**To do**
List each line in the entries below that contains the string "every".

**The input**
>> Begin

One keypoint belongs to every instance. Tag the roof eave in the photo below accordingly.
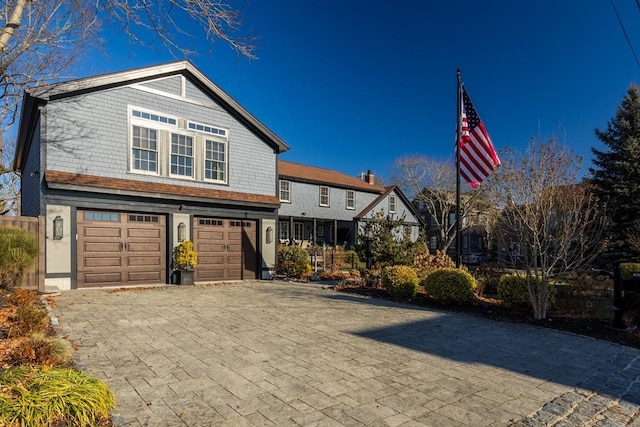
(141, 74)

>> End
>> Begin

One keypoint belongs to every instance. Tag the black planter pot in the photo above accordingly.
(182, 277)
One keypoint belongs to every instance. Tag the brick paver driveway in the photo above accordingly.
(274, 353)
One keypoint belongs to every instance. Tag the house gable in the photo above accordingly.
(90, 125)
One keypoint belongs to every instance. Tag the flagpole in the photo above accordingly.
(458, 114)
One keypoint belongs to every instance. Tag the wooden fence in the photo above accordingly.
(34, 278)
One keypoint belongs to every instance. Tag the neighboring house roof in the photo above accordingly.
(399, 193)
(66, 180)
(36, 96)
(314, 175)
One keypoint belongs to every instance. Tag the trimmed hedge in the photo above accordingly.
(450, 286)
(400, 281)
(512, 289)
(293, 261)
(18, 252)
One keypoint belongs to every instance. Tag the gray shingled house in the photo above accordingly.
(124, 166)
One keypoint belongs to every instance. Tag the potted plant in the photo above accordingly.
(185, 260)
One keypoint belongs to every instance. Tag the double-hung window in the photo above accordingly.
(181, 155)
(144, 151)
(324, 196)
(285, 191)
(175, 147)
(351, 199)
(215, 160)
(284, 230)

>> End

**Output of the exercise**
One keypoint belongs to every instance. Tag the roof eave in the photo below accordingly.
One keypoint belongs to every instance. Tag the black planter pot in the photo above accordingly.
One keypoint belongs to every instance. Tag the brick paver driveway in the photo above accordingly.
One keypoint belongs to every instance. Tag the house gable in the photo above accordingly.
One keypoint belongs to every instance. Tag the flagpole in the photo above accordingly.
One keypoint belongs to every instance. Tag the wooden fence in the photo above accordingly.
One keypoint belongs to every instance. Tag the neighboring house roof in the photo above accordingly.
One keypoint belongs to every instance. Tag the trimmed hedge in the photo above accordingly.
One keypoint belongs to every instance. Tag the gray shingled house in the photo above accordingly.
One keypoint belongs to every instance. Tag the potted plant in the photo above accordingly.
One keypoint belongs to every instance. Tag the double-hung window in the photo above accordingly.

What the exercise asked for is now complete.